> **Work item**
Transcribe the records word for word, leaving nothing out.

[Natural language region descriptions]
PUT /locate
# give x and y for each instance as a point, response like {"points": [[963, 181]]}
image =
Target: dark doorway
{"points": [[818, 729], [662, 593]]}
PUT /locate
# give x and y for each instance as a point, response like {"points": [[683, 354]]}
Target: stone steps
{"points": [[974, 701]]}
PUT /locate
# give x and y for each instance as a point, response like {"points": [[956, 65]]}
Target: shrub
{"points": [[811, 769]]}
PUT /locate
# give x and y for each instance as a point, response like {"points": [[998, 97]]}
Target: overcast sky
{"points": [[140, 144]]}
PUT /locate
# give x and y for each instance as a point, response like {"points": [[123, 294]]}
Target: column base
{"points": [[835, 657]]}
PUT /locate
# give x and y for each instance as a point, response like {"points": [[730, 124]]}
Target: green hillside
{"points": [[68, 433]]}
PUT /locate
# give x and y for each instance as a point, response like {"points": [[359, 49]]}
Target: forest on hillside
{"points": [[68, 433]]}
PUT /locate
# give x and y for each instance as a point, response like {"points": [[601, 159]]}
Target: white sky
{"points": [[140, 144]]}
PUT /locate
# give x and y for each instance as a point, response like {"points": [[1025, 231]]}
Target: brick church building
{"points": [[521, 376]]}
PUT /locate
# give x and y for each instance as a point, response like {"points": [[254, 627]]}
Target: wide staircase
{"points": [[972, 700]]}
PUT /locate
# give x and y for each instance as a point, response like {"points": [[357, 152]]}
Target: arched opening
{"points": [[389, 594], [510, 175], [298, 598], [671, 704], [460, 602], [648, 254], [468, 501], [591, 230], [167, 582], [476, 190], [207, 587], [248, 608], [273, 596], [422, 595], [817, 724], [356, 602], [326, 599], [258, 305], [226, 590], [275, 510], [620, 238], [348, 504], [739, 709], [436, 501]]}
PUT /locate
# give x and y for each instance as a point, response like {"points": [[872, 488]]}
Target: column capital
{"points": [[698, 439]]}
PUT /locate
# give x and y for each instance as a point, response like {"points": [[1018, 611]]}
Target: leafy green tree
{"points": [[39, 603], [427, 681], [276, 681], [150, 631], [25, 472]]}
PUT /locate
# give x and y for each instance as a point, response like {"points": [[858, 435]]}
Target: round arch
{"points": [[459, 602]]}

> **Exercise result**
PUT /locate
# give x and y for each instance as a point, response like {"points": [[963, 181]]}
image =
Target: dark doorway
{"points": [[818, 729], [662, 593]]}
PUT /locate
# give x and y for each instance as a point, response like {"points": [[683, 354]]}
Target: stone steps
{"points": [[974, 701]]}
PUT /locate
# give x and y for each instance as a point, response like {"points": [[956, 65]]}
Target: shrub
{"points": [[811, 769]]}
PUT /locate
# give x and y for each instance as a point, response like {"points": [[998, 97]]}
Target: overcast sky
{"points": [[140, 144]]}
PUT /locate
# give x and y for each instance as a point, response like {"points": [[123, 294]]}
Target: column base
{"points": [[835, 657]]}
PUT /locate
# give x and y for each instance as a point, response like {"points": [[730, 124]]}
Target: green hillside
{"points": [[68, 433]]}
PUT /locate
# give x and y for each instance as a point, response like {"points": [[359, 49]]}
Target: forest on hillside
{"points": [[68, 433]]}
PUT /locate
# give x and y for each instance as a point, response like {"points": [[601, 159]]}
Target: white sky
{"points": [[140, 144]]}
PUT /locate
# give x and y for each instance as a point, response like {"points": [[1025, 231]]}
Target: brick church building
{"points": [[521, 376]]}
PUT /locate
# give x and y for each instance as a point, response like {"points": [[254, 627]]}
Target: wide staircase
{"points": [[972, 700]]}
PUT /locate
# give x and y for each instance as a point, response like {"points": [[357, 152]]}
Target: arched opening
{"points": [[389, 594], [510, 175], [298, 598], [671, 704], [460, 602], [648, 254], [468, 501], [591, 230], [167, 582], [476, 190], [207, 587], [248, 608], [273, 596], [422, 595], [817, 724], [356, 602], [326, 599], [258, 305], [226, 590], [275, 510], [620, 238], [348, 504], [739, 709], [436, 501]]}
PUT /locate
# give x and y for each instance as a point, response like {"points": [[872, 488]]}
Target: column capital
{"points": [[698, 439]]}
PUT /locate
# give x and y for each instance as a point, response like {"points": [[1018, 611]]}
Target: leafy green tree
{"points": [[39, 603], [427, 681], [276, 681], [150, 631], [25, 472]]}
PUT /locate
# give x and y for each instance as a point, response like {"points": [[858, 435]]}
Target: round arch
{"points": [[459, 602]]}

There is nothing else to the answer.